Set task a =>
Pull out every row below that contains the word "panel", matching case exactly.

Document =>
Most helpful customer reviews

110 of 123 people found the following review helpful.
"Until she received Mary Coin's letter, Vera had never known the woman's name."
By Luan Gaines
Based on the iconic photograph taken of a migrant worker and her children in the 1930s taken by Dorothea Lange, Silver constructs her novel around three characters: Mary Coin, an Oklahoma farm wife; Vera Dare, a portraitist who found her true calling in the faces of those who moved from camp to camp in search of work; and Walker Dodge, a professor who begins an exhaustive search of his own family's history after his father's death. Mary and Vera's stories begin in the 1920s, Walker inspired in his quest much later, in 2010. When Mary marries Toby Coin in Oklahoma, she has no idea the devastating environmental damage that will drive them and their children to a life on the road and itinerant labor in the California mills and later in the fields. By the 30s, the Great Depression has hit, people living in tents, broken down cars, standing in bread lines, jobs scarce.

Throughout this ordeal, Mary, though struggling, is luminous, determined to provide for her family, her once young face weathered by hard times and exhaustion, her children clinging to her for security. When Dare stops at the side of the road to take Mary's picture with the children, neither are aware that hers will become the face of a generation. Dare's career began as an East Coast society portraitist, but in San Francisco in the 30s, she gains employment with the government, documenting the conditions of migrant workers in the camps. Crippled by polio as a child, Dare is sensitive to her deformity, painfully conscious of her failings as a mother in pursuit of a career, a career that opens up after the publication of the photograph of Mary Coin. It is that same image that captures the attention of Walker Dodge in Porter, California, years later. Son of a family of growers, Walker knows little of the family business, his comprehension growing while rummaging through boxes of papers and pictures in the home occupied by generations of Dodges. Something speaks to him in that photograph, an intuition awakening that inspires a search that will eventually provide answers he has long sought.

"It looks like you're a robber trying to break inside a person's skin." So says Mary's mother in Oklahoma, to a daughter who is hungry for life. It is an apt description of Silver's writing as well in this beautifully rendered novel, an understanding of Mary Coin's world so profound that both her spirit and desperation are as vivid as her life on the road, her love for her children and the choices she makes to provide for them. It is a novel fully fleshed and ripe with passion, one that ties us even to Mary and Vera's final days and the photo graph that links them for posterity. In this life and death cycle, there is both joy and grief, compassion and courage in a country driven to its knees by environmental and financial disaster. But Mary shines through her burdens. Silver shines as well. She has found her moment and embraced it. Luan Gaines/2013.

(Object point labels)

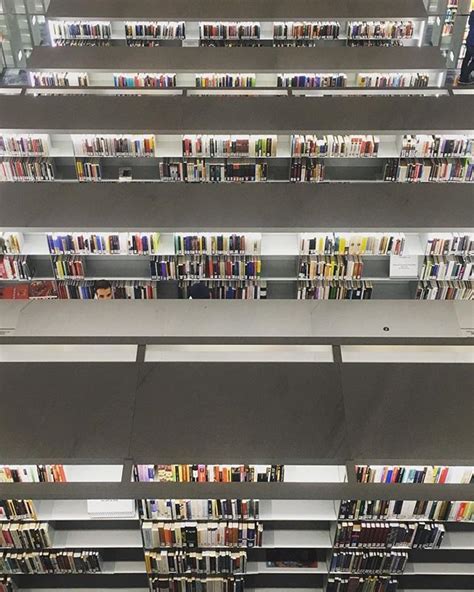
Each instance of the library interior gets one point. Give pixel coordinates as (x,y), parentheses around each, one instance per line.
(285,190)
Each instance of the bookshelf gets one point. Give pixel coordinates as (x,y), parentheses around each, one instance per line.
(238,157)
(246,24)
(304,266)
(264,66)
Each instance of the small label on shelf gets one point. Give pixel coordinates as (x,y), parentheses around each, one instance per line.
(404,266)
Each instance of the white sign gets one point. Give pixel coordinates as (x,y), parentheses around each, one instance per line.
(406,266)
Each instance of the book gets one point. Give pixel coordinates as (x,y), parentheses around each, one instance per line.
(369,562)
(202,534)
(197,562)
(202,473)
(171,584)
(225,80)
(51,562)
(205,509)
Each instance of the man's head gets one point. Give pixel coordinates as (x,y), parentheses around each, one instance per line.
(103,290)
(199,291)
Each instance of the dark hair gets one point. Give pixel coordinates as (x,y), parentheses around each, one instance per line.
(102,285)
(199,291)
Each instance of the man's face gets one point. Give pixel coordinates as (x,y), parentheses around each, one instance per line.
(104,293)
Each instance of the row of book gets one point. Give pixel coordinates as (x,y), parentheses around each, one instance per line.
(225,81)
(393,80)
(32,169)
(371,562)
(32,535)
(311,80)
(209,473)
(69,266)
(381,29)
(429,171)
(120,290)
(49,562)
(456,267)
(103,244)
(88,171)
(431,146)
(156,30)
(78,29)
(445,290)
(114,146)
(307,170)
(205,509)
(403,474)
(359,584)
(202,534)
(227,290)
(188,584)
(203,562)
(455,244)
(221,244)
(335,146)
(221,146)
(7,585)
(18,510)
(15,267)
(348,290)
(200,171)
(205,266)
(229,31)
(444,511)
(352,244)
(61,79)
(333,267)
(389,534)
(306,30)
(23,146)
(32,474)
(142,80)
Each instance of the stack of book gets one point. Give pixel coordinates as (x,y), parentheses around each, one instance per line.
(50,562)
(210,509)
(60,79)
(209,473)
(15,267)
(17,510)
(202,534)
(393,80)
(407,510)
(361,584)
(334,290)
(225,80)
(369,562)
(184,584)
(333,267)
(202,562)
(335,146)
(312,80)
(142,80)
(33,535)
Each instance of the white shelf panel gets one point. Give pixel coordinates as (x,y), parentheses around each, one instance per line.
(458,541)
(113,539)
(298,510)
(61,510)
(69,353)
(261,567)
(296,539)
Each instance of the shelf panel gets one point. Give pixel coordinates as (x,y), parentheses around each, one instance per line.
(246,10)
(280,207)
(238,59)
(175,115)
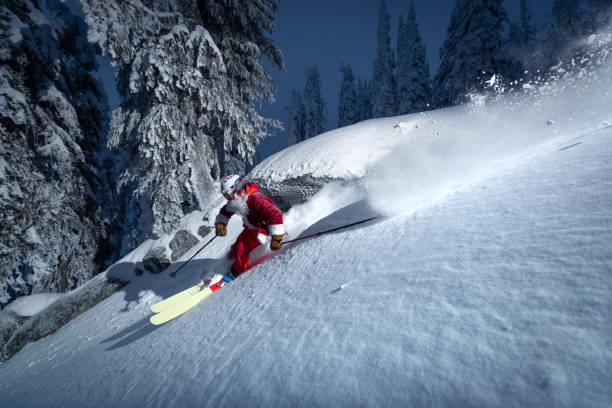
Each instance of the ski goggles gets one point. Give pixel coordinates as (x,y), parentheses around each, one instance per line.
(231,195)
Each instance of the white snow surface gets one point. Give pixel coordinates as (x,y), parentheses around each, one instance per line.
(487,283)
(32,304)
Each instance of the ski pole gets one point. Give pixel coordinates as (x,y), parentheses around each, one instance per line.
(331,230)
(173,274)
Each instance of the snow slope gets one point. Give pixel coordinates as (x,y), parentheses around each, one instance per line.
(487,283)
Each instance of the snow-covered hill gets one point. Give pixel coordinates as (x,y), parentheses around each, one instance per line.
(486,283)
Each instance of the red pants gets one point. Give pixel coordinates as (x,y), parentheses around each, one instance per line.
(241,250)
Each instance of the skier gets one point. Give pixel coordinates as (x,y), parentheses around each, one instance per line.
(260,217)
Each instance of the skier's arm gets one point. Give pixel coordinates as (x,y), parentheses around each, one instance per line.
(221,221)
(276,229)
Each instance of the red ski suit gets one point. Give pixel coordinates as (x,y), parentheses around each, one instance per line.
(260,218)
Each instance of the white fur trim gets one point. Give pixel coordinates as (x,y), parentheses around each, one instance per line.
(221,218)
(238,205)
(262,238)
(276,229)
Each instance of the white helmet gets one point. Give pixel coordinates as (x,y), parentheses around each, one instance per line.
(231,185)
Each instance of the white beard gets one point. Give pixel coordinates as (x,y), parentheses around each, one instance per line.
(239,206)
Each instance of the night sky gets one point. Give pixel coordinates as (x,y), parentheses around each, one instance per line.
(324,33)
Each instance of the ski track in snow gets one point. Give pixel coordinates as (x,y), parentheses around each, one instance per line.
(488,284)
(497,295)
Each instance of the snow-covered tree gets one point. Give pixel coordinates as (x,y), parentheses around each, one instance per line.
(364,99)
(57,204)
(384,93)
(316,112)
(413,77)
(347,103)
(191,75)
(296,119)
(473,50)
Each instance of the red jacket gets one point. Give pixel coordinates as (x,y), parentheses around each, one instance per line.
(256,209)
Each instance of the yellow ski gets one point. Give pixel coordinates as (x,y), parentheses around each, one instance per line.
(176,309)
(175,299)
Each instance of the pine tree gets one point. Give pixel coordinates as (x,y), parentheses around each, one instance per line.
(364,99)
(191,75)
(413,77)
(384,93)
(297,117)
(472,51)
(347,104)
(316,111)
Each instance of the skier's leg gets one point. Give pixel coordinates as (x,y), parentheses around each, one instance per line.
(243,252)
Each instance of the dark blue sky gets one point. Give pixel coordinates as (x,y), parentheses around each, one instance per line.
(324,33)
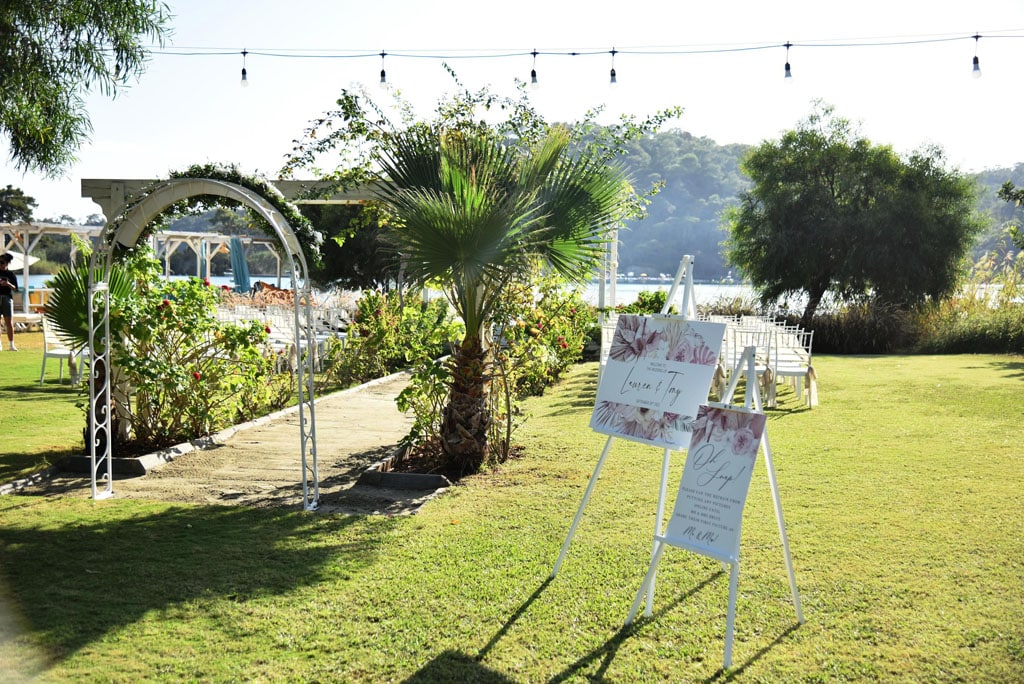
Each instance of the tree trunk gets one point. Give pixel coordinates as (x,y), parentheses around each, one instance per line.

Set task b =>
Name the three main characters the book review says the novel is built around.

Complete response a =>
Each instance of the white shelf panel gets one point. Give pixel coordinates as (x,y), parentheses around each, one instance per line.
Each instance of the shelf panel gets one point. Give pixel coordinates as (x,y), parentheses around each, one instance per line.

Complete response b =>
Mary Coin, Vera Dare, Walker Dodge